● SET OF TASKS
(A) In the passage on the inner cosmos below, why are the results of a manifestation fixed once it shows itself outwardly? Answer in one to three sentences.
(B) Answer these questions from the passage on the inner cosmos below:
(i) For a single human Being, where does the metaphysical begin?
(ii) Who held, along with the dervishes, that everything formed in life is fixed permanently in place after death?
(iii) When does the metaphysical significance of the inner cosmos become apparent?
(C) Continue the passage on the inner cosmos below, beginning after its final sentence.

Leaving the outer cosmos aside for the time being, we introduce ourselves to the idea of an inner cosmos. This cosmos is not just a physical entity in which meaty organs pulse and pump and palpitate; it’s a cosmos of feelings and ideas which have a metaphysical significance.
Couched in the simplest terms, the metaphysical, for a single human Being, is the realm of manifestation that begins at the edge of their own bodies. It’s not just the physical action and reactions that project themselves into this -meta which lies outside the physical body of an individual human being; feelings and ideas (thoughts) which have vibrational, but not corporeal, presences also project into this external physical space—which is thus truly metaphysical, that is, extraneous to the inner physical and psycho-spiritual world (cosmos) of an individual.
The metaphysical significance of the inner cosmos is only apparent upon its emergence into the realm of interaction and relationship; yet everything that takes place in that (to the individual) metaphysical realm begins within. All of the metaphysical properties which can manifest begin inside the individual cosmos and, collectively, quite conclusively determine everything about the fate of one’s individual cosmos from an outer point of view.
If you, as a reader, are thinking about the idea that everything formed in life is fixed permanently in place after death—an idea both the dervishes and Swedenborg believed to be true— you aren’t mistaken. In a certain sense the manifestations that leave a human being (externalize) only do so after they have “died”—completed their inward action in a human Being. Once they manifest outwardly—for example, I yell at my child— the results they can produce are fixed, because the deed that they produce is undertaken and cannot be withdrawn.

● PROVIDED DATA

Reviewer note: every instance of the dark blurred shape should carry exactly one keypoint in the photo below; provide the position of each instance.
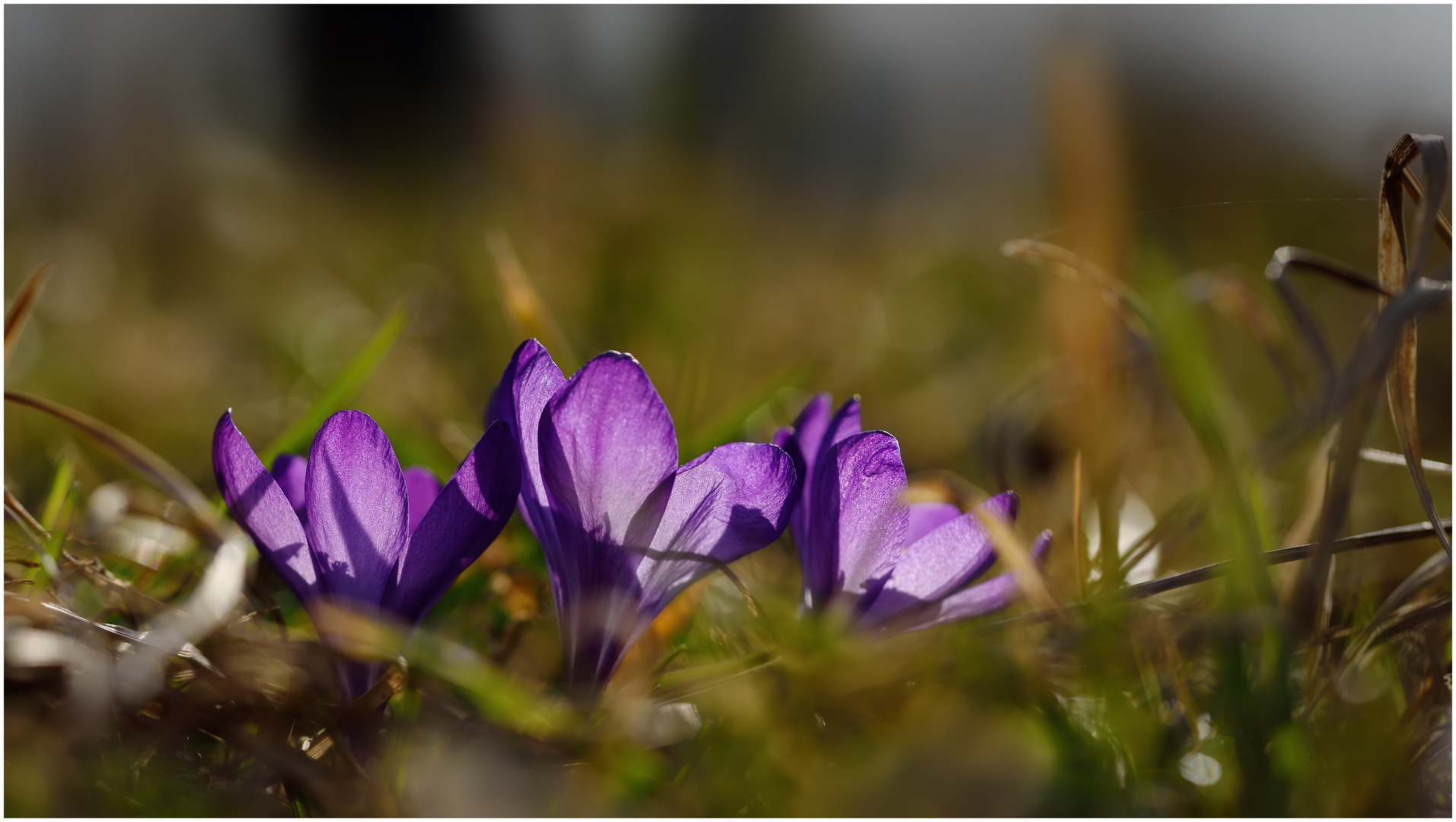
(387, 84)
(756, 83)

● REPLIES
(A) Once a manifestation shows itself outwardly, as when someone yells at a child, its results are fixed because the deed it produces has been undertaken and cannot be withdrawn.

(B)
(i) It begins at the edge of that person's own body.
(ii) Swedenborg.
(iii) It becomes apparent only when the inner cosmos emerges into the realm of interaction and relationship.

(C)
This particular thought bears much consideration, I think.
The inward cosmos is thus the only place where things can take shape and change before “death,” death being in this case each instance of outwardness of manifestation. This means we need to understand and become fully responsible for what takes place in us before we manifest, if we wish for “different“ results. Mindfulness is not even the half of it; to be mindful alone is good, but not good enough. Awareness is nothing without aim and intention.
The inner cosmos of a Being is, like the outer one, governed by law; yet the laws that govern a human being’s inner behavior and conditions are laws of spirituality and psychology, not things falling down or orbiting—again, except by analogy. If we understand Gurdjieff’s laws, as iterated, in terms of allegories relating to inner psycho-spiritual conditions and attitudes, perhaps we can gain a glimpse into the types of insight he felt a human being had the capacity to undertake.
Today, may your heart be very close to God,
and God very close to your heart.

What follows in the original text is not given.